_BRIEF:_ Show each line of the material below that contains the word "scooter", copied in full. Case counts.

Point annotation dataset records
———

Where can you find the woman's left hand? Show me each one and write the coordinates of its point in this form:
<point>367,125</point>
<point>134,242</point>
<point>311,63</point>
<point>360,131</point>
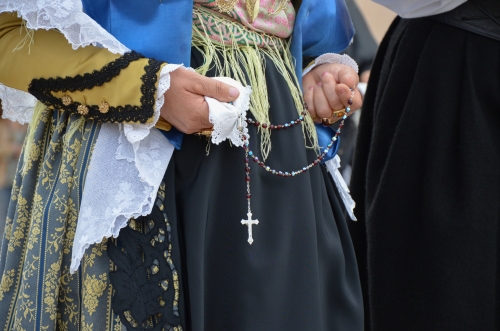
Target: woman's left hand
<point>327,88</point>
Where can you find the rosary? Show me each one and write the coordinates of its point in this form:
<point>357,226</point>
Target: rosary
<point>249,155</point>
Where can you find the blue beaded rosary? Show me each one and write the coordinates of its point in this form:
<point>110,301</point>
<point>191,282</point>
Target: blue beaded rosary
<point>250,155</point>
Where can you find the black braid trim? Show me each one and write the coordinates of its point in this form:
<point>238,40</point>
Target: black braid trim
<point>42,90</point>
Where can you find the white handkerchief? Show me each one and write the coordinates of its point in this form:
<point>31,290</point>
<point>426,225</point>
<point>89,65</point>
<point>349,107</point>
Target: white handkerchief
<point>227,117</point>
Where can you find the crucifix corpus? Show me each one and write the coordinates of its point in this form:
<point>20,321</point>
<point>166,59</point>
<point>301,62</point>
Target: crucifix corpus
<point>249,222</point>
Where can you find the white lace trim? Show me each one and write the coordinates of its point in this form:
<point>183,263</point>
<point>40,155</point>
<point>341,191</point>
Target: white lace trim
<point>137,132</point>
<point>333,166</point>
<point>124,186</point>
<point>66,16</point>
<point>17,105</point>
<point>332,58</point>
<point>227,117</point>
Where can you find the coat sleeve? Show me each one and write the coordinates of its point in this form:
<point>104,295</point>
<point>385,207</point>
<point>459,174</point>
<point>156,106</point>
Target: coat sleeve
<point>90,81</point>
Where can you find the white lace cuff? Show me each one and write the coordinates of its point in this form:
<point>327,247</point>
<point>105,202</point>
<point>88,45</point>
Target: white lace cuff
<point>137,132</point>
<point>332,58</point>
<point>68,17</point>
<point>122,185</point>
<point>17,105</point>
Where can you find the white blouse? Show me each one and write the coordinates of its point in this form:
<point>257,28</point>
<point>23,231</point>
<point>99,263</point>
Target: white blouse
<point>419,8</point>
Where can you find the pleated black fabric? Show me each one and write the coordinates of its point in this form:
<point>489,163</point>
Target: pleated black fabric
<point>426,179</point>
<point>300,273</point>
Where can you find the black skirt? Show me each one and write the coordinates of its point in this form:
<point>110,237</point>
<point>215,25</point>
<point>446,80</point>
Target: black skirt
<point>299,274</point>
<point>426,180</point>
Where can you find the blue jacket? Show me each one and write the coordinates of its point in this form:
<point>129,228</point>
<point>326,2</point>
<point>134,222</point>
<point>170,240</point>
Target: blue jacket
<point>162,29</point>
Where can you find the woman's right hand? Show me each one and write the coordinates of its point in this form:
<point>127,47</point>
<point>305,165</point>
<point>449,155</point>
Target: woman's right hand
<point>185,106</point>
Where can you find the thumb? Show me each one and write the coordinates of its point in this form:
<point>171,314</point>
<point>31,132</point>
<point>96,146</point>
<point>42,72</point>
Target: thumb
<point>216,89</point>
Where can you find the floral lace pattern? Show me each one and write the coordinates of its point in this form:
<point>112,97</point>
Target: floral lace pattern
<point>68,17</point>
<point>135,165</point>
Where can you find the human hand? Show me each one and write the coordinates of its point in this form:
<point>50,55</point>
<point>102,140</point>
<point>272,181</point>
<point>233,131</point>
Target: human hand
<point>185,106</point>
<point>327,88</point>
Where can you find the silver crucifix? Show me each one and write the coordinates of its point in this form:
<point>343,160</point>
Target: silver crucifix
<point>249,222</point>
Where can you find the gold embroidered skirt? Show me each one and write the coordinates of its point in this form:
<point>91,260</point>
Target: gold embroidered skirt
<point>37,291</point>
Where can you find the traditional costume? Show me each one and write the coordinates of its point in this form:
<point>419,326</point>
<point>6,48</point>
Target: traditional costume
<point>426,171</point>
<point>179,203</point>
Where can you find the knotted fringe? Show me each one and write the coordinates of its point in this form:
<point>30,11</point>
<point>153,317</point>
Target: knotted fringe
<point>237,52</point>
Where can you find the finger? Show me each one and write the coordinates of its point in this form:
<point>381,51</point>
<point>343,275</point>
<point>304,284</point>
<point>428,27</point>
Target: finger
<point>348,98</point>
<point>348,76</point>
<point>215,89</point>
<point>329,89</point>
<point>321,105</point>
<point>308,99</point>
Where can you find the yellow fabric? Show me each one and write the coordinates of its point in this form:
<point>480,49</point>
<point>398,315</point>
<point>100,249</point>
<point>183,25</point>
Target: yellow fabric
<point>49,55</point>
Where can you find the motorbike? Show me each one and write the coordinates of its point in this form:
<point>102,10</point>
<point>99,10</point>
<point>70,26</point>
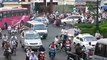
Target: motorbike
<point>67,46</point>
<point>52,54</point>
<point>3,44</point>
<point>14,50</point>
<point>0,35</point>
<point>90,54</point>
<point>41,55</point>
<point>7,54</point>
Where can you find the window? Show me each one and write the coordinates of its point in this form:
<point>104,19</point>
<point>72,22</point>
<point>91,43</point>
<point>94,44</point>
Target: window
<point>1,15</point>
<point>101,50</point>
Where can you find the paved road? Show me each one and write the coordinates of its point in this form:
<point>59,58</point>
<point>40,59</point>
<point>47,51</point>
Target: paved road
<point>53,31</point>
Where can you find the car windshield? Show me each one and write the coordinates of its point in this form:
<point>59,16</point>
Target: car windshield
<point>40,27</point>
<point>89,38</point>
<point>38,19</point>
<point>32,36</point>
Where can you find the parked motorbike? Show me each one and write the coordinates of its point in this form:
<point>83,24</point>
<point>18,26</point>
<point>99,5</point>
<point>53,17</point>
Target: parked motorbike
<point>41,55</point>
<point>52,54</point>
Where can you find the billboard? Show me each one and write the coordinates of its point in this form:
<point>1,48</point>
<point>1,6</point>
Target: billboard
<point>10,0</point>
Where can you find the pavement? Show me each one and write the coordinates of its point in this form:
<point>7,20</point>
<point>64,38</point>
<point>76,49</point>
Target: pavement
<point>53,31</point>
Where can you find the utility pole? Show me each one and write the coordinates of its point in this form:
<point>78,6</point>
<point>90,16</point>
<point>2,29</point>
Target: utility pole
<point>51,7</point>
<point>97,20</point>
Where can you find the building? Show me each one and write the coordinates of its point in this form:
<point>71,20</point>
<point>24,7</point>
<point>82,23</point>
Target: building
<point>1,3</point>
<point>17,3</point>
<point>66,2</point>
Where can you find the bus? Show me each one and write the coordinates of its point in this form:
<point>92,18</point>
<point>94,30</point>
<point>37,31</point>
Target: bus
<point>100,52</point>
<point>13,16</point>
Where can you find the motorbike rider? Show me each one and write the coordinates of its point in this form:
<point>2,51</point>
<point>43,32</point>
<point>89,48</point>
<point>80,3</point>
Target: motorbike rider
<point>33,56</point>
<point>9,29</point>
<point>56,40</point>
<point>41,51</point>
<point>78,49</point>
<point>13,44</point>
<point>7,49</point>
<point>0,33</point>
<point>52,45</point>
<point>13,37</point>
<point>28,53</point>
<point>52,49</point>
<point>65,37</point>
<point>5,38</point>
<point>41,48</point>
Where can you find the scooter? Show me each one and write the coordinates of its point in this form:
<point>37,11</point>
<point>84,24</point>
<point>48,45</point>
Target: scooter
<point>7,55</point>
<point>67,46</point>
<point>41,55</point>
<point>52,54</point>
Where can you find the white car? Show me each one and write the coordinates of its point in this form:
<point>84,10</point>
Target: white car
<point>39,27</point>
<point>30,38</point>
<point>84,39</point>
<point>42,19</point>
<point>71,19</point>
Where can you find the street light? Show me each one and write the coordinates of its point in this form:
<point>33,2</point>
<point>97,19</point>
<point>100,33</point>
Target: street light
<point>97,21</point>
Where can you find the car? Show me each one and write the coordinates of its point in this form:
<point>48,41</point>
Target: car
<point>30,38</point>
<point>39,27</point>
<point>84,39</point>
<point>73,19</point>
<point>42,19</point>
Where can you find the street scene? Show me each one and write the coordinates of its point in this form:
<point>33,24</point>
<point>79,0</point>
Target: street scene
<point>53,30</point>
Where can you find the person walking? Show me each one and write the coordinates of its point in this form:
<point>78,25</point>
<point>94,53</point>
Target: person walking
<point>33,56</point>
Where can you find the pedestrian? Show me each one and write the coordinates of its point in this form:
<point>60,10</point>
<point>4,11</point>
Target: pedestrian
<point>33,56</point>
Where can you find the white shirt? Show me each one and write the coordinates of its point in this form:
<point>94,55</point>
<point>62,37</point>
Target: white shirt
<point>33,57</point>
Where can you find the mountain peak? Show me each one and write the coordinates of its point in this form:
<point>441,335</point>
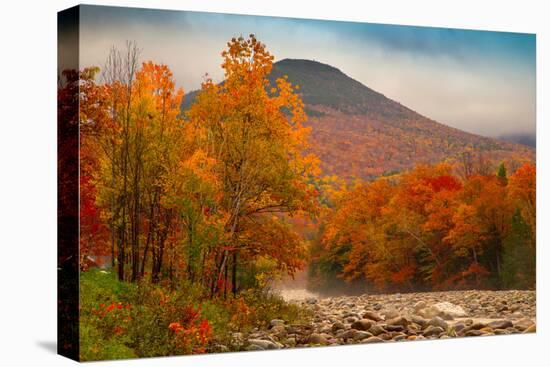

———

_TASK OUTPUT:_
Where can you find the scooter? Show me each one and write the coordinates of its point in this form:
Target: scooter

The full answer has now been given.